- **Set problem**
Reproduce word for word the lines of the rows below, beginning at the line that contains "the woman's face." and continuing through the final line of the rows.

- **Records from a collection**
***

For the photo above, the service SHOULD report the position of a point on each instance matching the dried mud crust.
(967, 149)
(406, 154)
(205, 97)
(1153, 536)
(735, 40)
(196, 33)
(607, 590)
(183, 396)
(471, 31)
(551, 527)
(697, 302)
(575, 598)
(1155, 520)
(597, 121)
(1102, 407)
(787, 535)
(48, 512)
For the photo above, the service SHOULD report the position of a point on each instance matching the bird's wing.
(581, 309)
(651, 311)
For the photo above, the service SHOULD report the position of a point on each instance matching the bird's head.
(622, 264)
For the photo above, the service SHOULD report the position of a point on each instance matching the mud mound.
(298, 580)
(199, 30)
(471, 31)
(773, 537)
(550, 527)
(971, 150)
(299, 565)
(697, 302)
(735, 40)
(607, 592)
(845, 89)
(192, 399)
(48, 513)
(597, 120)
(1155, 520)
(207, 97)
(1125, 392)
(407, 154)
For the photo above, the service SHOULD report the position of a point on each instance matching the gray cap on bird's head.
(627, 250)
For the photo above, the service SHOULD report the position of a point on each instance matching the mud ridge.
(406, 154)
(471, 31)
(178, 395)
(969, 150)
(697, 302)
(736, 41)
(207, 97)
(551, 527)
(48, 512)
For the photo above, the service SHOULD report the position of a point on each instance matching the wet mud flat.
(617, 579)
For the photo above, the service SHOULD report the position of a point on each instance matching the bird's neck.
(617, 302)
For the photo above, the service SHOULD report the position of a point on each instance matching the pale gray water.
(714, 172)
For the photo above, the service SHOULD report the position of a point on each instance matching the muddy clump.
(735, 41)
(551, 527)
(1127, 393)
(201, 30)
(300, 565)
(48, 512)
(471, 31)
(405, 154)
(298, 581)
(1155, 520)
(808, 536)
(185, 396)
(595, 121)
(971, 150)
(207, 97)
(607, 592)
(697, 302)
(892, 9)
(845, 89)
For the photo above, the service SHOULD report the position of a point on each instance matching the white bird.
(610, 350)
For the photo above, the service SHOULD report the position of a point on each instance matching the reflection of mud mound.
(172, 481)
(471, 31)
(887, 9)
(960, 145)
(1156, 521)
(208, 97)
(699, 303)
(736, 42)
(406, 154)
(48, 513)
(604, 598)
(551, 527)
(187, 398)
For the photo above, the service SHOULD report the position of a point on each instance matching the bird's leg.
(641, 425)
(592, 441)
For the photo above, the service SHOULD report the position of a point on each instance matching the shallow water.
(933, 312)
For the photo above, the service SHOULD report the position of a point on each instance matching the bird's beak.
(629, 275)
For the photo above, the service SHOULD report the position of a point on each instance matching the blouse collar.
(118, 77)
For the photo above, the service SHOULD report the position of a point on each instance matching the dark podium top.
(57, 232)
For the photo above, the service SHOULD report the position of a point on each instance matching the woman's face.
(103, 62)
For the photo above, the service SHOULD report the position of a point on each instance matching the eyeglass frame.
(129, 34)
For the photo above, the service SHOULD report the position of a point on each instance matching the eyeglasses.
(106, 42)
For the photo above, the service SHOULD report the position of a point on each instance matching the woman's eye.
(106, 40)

***

- **Exercise answer**
For the photo above, the service SHOULD report the position of a point on each instance matching the woman's face.
(103, 62)
For the photo above, the service SHOULD report the position of a point on each instance matching the eyeglass frame.
(129, 34)
For the photo above, the service SHOULD report the position of a point on each instance matching the eyeglasses.
(106, 42)
For the photo above, the service SHOULD report the position of a point on each instance matching the woman's eye.
(106, 40)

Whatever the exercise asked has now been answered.